Exercise task — All of the records below need to be copied exactly.

Dataset entries —
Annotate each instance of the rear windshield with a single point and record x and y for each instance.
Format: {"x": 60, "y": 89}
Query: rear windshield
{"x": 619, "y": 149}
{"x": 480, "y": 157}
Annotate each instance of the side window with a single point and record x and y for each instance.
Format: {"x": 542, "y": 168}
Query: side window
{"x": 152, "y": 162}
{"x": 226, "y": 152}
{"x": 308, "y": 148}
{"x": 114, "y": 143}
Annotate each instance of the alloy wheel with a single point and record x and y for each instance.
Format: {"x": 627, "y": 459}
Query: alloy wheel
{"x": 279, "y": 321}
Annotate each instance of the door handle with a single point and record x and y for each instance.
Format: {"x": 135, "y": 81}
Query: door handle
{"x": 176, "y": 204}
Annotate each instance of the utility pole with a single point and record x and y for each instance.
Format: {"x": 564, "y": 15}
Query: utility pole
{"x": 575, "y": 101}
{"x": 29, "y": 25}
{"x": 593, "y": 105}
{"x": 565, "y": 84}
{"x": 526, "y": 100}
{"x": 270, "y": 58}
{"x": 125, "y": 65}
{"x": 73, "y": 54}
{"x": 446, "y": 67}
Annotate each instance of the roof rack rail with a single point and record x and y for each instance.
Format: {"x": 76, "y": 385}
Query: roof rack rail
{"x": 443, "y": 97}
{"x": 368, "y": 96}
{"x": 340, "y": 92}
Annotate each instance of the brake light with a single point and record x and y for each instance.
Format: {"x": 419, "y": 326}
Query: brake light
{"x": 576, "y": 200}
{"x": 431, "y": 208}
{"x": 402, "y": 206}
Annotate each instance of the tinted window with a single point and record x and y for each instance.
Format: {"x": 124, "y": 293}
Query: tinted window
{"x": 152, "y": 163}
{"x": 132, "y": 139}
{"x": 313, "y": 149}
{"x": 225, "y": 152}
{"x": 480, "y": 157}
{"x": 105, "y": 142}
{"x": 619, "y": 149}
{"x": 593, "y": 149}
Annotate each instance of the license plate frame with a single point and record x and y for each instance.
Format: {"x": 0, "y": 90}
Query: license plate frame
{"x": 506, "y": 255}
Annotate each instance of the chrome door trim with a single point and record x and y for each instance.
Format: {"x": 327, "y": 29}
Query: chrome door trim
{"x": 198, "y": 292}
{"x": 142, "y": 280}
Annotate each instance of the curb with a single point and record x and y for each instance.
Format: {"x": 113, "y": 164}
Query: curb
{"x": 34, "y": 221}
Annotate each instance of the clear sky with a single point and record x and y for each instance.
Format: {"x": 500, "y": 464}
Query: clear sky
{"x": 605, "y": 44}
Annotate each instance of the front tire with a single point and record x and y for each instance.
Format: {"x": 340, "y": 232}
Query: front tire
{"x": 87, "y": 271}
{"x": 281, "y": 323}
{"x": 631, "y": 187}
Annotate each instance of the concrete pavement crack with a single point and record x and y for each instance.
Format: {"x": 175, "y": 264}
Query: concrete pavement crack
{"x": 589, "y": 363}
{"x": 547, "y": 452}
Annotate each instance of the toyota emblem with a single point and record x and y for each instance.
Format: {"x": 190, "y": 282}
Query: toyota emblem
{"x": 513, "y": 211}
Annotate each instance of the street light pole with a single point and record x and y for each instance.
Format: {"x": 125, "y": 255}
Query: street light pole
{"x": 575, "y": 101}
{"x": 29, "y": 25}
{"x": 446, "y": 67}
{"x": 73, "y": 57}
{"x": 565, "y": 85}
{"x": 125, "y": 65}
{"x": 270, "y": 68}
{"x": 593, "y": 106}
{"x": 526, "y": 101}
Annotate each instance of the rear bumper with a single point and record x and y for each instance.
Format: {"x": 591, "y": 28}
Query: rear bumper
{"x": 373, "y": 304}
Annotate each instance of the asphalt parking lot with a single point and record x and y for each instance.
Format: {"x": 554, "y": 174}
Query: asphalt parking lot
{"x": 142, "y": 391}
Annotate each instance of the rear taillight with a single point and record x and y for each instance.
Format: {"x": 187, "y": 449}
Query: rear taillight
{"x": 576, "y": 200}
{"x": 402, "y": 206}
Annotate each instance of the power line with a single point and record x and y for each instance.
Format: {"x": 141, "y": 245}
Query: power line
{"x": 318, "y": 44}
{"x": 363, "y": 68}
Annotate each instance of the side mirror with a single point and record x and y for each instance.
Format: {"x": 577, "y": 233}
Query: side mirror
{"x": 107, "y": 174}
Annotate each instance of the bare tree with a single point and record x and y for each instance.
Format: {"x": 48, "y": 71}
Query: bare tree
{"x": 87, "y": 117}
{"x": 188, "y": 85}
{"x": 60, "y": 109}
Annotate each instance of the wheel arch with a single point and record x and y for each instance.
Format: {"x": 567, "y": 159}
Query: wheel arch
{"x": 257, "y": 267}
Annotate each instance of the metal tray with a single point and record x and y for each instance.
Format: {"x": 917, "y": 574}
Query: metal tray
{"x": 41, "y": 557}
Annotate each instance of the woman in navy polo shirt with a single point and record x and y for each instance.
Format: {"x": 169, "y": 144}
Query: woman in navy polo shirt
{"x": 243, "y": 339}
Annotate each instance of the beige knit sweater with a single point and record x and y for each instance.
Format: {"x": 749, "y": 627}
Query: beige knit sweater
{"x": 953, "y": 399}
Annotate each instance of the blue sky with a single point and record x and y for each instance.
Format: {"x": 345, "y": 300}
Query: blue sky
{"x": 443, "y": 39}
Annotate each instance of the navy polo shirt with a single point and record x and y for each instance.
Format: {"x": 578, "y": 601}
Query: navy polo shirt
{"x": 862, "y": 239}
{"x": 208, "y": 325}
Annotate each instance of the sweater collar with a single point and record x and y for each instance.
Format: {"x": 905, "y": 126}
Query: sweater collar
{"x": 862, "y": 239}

Task solution —
Annotate each instance of the rear windshield with a single point and record x and y for each instance.
Format: {"x": 60, "y": 89}
Query: rear windshield
{"x": 619, "y": 149}
{"x": 480, "y": 157}
Annotate each instance of the side window with a single point and record x and y for each instance.
Format: {"x": 542, "y": 168}
Query: side window
{"x": 152, "y": 162}
{"x": 226, "y": 152}
{"x": 308, "y": 148}
{"x": 114, "y": 143}
Annotate each instance of the alloy wheel with a single point and record x and y for each instance.
Format: {"x": 627, "y": 459}
Query: alloy wheel
{"x": 279, "y": 321}
Annotate each instance of the door handle with a single point and record x and y for each instance.
Format: {"x": 135, "y": 81}
Query: door handle
{"x": 176, "y": 204}
Annotate each instance of the utility pole with a single point and record x and y for each instance.
Format: {"x": 564, "y": 15}
Query: utility pole
{"x": 575, "y": 101}
{"x": 29, "y": 25}
{"x": 593, "y": 105}
{"x": 565, "y": 84}
{"x": 526, "y": 100}
{"x": 270, "y": 58}
{"x": 125, "y": 65}
{"x": 73, "y": 54}
{"x": 446, "y": 67}
Annotate each instance of the roof rack rail with a single point and record x and y for each instance.
Format: {"x": 76, "y": 385}
Query: roof rack rail
{"x": 443, "y": 97}
{"x": 368, "y": 96}
{"x": 340, "y": 92}
Annotate each instance of the brake light with a single point and record x and y for each instance.
Format: {"x": 419, "y": 326}
Query: brake light
{"x": 576, "y": 200}
{"x": 431, "y": 208}
{"x": 402, "y": 206}
Annotate each instance of the tinted window with a single point and record x and y for each instance.
Format: {"x": 124, "y": 293}
Query: tinted window
{"x": 152, "y": 163}
{"x": 132, "y": 139}
{"x": 313, "y": 149}
{"x": 225, "y": 152}
{"x": 480, "y": 157}
{"x": 105, "y": 142}
{"x": 619, "y": 149}
{"x": 593, "y": 149}
Annotate each instance of the license plate frame with a single point and record x and y for each instance.
Format: {"x": 0, "y": 90}
Query: license plate frame
{"x": 506, "y": 255}
Annotate each instance of the chrome door trim with a single point and record x and y for each instance.
Format: {"x": 327, "y": 29}
Query: chrome door trim
{"x": 198, "y": 292}
{"x": 142, "y": 280}
Annotate each instance of the curb with a single point and record x and y for each instance.
Format: {"x": 113, "y": 164}
Query: curb
{"x": 34, "y": 221}
Annotate each instance of the clear sky with a single point and record x and y for each instance.
Format: {"x": 500, "y": 464}
Query: clear sky
{"x": 605, "y": 44}
Annotate each instance of the front tire with a single point and record x and y for each instance.
Format: {"x": 340, "y": 232}
Query: front tire
{"x": 87, "y": 271}
{"x": 281, "y": 323}
{"x": 631, "y": 187}
Annotate each instance of the concrete pavement crack with a single point and record x and y for each instance.
Format: {"x": 175, "y": 264}
Query: concrete pavement crack
{"x": 589, "y": 363}
{"x": 547, "y": 452}
Annotate each instance of the toyota emblem with a single point and record x and y for each instance.
Format: {"x": 190, "y": 282}
Query: toyota emblem
{"x": 513, "y": 211}
Annotate each instance of the street light pole with a single point and record x and y for each instance.
Format: {"x": 125, "y": 255}
Query: street light pole
{"x": 575, "y": 101}
{"x": 29, "y": 25}
{"x": 446, "y": 67}
{"x": 73, "y": 57}
{"x": 565, "y": 85}
{"x": 125, "y": 65}
{"x": 270, "y": 68}
{"x": 593, "y": 106}
{"x": 526, "y": 101}
Annotate each instance of the rear bumper with a single point and record x and y for each instance.
Format: {"x": 591, "y": 28}
Query: rear bumper
{"x": 373, "y": 304}
Annotate each instance of the asphalt parking lot with a single point and record x and y for each instance.
Format: {"x": 554, "y": 174}
Query: asphalt parking lot
{"x": 142, "y": 391}
Annotate each instance of the rear taillight with a single point and record x and y for each instance.
Format: {"x": 187, "y": 449}
Query: rear taillight
{"x": 576, "y": 200}
{"x": 402, "y": 206}
Annotate each instance of the power line with a single point and record x and y for each instance.
Format: {"x": 141, "y": 245}
Query: power line
{"x": 318, "y": 44}
{"x": 363, "y": 68}
Annotate each instance of the side mirror with a single point and record x and y for each instance.
Format: {"x": 577, "y": 233}
Query: side mirror
{"x": 107, "y": 174}
Annotate each instance of the bare tree with a single point and record x and y for each instance.
Format: {"x": 48, "y": 71}
Query: bare tree
{"x": 87, "y": 117}
{"x": 188, "y": 85}
{"x": 60, "y": 109}
Annotate each instance of the wheel arch with a single point and record x and y for each instance.
Format: {"x": 567, "y": 159}
Query: wheel arch
{"x": 257, "y": 267}
Annotate each instance of the metal tray with a single point and record x and y for each instance.
Format: {"x": 917, "y": 574}
Query: metal tray
{"x": 41, "y": 557}
Annotate each instance of the woman in navy polo shirt with a single point and record x and y for each instance.
Format: {"x": 169, "y": 144}
Query: woman in navy polo shirt
{"x": 243, "y": 339}
Annotate each instance of the beige knit sweater with a single point and record x and y for each instance.
Format: {"x": 749, "y": 627}
Query: beige knit sweater
{"x": 953, "y": 399}
Annotate each instance of the blue sky with a single point and record x and y for each instance.
Format: {"x": 345, "y": 300}
Query: blue sky
{"x": 443, "y": 39}
Annotate each instance of the navy polo shirt with a single point and record x and y for each instance.
Format: {"x": 578, "y": 601}
Query: navy polo shirt
{"x": 862, "y": 239}
{"x": 208, "y": 325}
Annotate each instance of the sweater collar with a single point and record x and y for each instance.
Format: {"x": 905, "y": 126}
Query: sweater collar
{"x": 862, "y": 239}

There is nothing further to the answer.